- [TEXT SEGMENT]:
= Beginning of Section =

Collection of germinal vesicle (GV) oocytes from large antral follicles in hyperstimulated mice require experiences to select antral follicles under a microscope before puncturing the follicle and retrieving of GV oocytes. This is sometimes followed by the screening of oocytes based on morphology and diameter, and usually, mouse oocytes of less than 60µm are excluded, especially when the research is not designed to study outcomes following different oocyte sizes. Shortcomings with the current technique include oocyte yield and the possibility of collecting oocytes that are not from large antral follicles. Moreover, the observed antral follicles under a microscope do not always represent the oocytes that will be ovulated. This method also results in ovarian GV oocytes with different types of chromatin configurations, cortical granule and mitochondrial distribution, transcriptional activities, and sizes [5,10,17,20].

Metaphase I (MI) oocytes are usually obtained via in vitro maturation (IVM) of ovarian GV oocytes or collected directly from ovaries after the administration of human chorionic gonadotropin (hCG) in superovulated mice. The rate of MI oocytes obtained from IVM of ovarian GV oocytes depends on the type of culture medium, animal species, original size of GV oocyte or follicle used, and state of cumulus cells [3,4,9,11,13]. Retrieval of MI oocytes directly from ovaries has the same limitations mentioned with the collection of ovarian GV oocytes, in addition to the need to determine the time course required for germinal vesicle breakdown (GVBD). While some investigators have reported a range of 4-9h post-ovulatory stimulus for GVBD to occur, others have reported times shorter than 3h for GVBD to occur depending on the mouse strain [[2], [6], [7], [8]].

Oocytes, upon isolation from follicles, can undergo spontaneous meiotic maturation in vitro [12]. Meiotic maturation is believed to occur before cytoplasmic maturation. The lack of time synchronization between those two maturational components is believed to cause deficiencies in oocyte development and competence. For instance, oocytes collected in stimulated cycles are more readily fertilized after preincubation than are oocytes inseminated immediately after collection, indicating cytoplasmic maturation subsequent to the polar body extrusion [14]. Moreover, temporal arrest of spontaneous meiotic maturation of GV oocytes in vitro using phosphodiesterase 3 (PDE3) inhibitors is found to increase oocyte meiotic competence [1,17,18,21]. Previously, we showed that oral administration of cilostazol, a PDE3A inhibitor, in superovulated mice resulted in the ovulation of oocytes of different meiotic stages based on cilostazol dose, frequency of administration, and times of administration and collection of ovulated oocytes [19]. Administration of cilostazol before the hCG injection allowed superovulated mice to ovulate MI oocytes, whereas administration of cilostazol in divided doses around the time of hCG injection resulted in the ovulation of GV oocytes. We also found that when the collection of immature oocytes was delayed, the ovulated oocytes were able to resume meiotic maturation in the oviduct, indicating a reversible arrest of oocytes at the GV stage [19]. We also reported that the administration of cilostazol in superovulated mice resulted in synchronized cytoplasmic and nuclear maturation and improved competence [17,18]. The aim of this report is to detail this method of collection of immature oocytes in mice.

= End of Section =

- [TASK OBJECTIVE]: Decide whether each statement agrees with the text on collecting immature mouse oocytes: (a) mouse oocytes smaller than 60µm are usually excluded; (b) cilostazol given in divided doses around the time of hCG injection led to ovulation of MI oocytes; (c) cytoplasmic maturation is believed to occur before meiotic maturation. For each, answer yes or no and quote the deciding words.

- [DATA SHOWN]:

= Beginning of Section =

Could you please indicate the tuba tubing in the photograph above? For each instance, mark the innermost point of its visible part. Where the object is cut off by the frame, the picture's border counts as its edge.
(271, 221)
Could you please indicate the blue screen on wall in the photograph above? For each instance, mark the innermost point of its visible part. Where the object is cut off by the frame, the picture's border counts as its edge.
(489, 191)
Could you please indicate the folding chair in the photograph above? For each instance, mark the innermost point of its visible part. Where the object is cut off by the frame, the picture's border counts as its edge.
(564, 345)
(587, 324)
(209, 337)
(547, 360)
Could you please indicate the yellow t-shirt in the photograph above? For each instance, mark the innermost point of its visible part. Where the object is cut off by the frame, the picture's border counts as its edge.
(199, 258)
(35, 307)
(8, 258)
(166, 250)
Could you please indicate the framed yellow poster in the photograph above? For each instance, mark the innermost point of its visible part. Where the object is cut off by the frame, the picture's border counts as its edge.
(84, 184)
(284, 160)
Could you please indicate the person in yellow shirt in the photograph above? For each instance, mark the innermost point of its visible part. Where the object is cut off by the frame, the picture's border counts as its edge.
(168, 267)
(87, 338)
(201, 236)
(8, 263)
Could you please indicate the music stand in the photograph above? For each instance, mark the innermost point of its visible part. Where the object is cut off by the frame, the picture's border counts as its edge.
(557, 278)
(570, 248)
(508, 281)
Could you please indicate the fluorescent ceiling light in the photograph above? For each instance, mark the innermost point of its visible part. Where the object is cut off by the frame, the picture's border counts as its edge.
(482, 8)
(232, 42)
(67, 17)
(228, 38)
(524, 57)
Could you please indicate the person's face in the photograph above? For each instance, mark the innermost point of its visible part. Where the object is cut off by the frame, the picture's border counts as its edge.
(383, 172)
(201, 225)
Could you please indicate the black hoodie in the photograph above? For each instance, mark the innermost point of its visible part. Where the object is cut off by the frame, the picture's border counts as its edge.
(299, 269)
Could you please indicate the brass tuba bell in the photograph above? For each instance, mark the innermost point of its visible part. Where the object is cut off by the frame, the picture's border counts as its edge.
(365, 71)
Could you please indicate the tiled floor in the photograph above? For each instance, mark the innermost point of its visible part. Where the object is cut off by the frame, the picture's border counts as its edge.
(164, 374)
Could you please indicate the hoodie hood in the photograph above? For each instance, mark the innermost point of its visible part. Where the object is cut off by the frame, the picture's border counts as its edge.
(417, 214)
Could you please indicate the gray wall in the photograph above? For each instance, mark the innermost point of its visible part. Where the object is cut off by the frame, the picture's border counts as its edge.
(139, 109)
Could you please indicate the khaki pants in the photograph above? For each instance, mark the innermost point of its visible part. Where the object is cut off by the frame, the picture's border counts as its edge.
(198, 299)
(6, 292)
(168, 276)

= End of Section =

- [SOLUTION TO THIS PROBLEM]:
(a) Yes: "usually, mouse oocytes of less than 60µm are excluded"
(b) No: "administration of cilostazol in divided doses around the time of hCG injection resulted in the ovulation of GV oocytes"
(c) No: "Meiotic maturation is believed to occur before cytoplasmic maturation."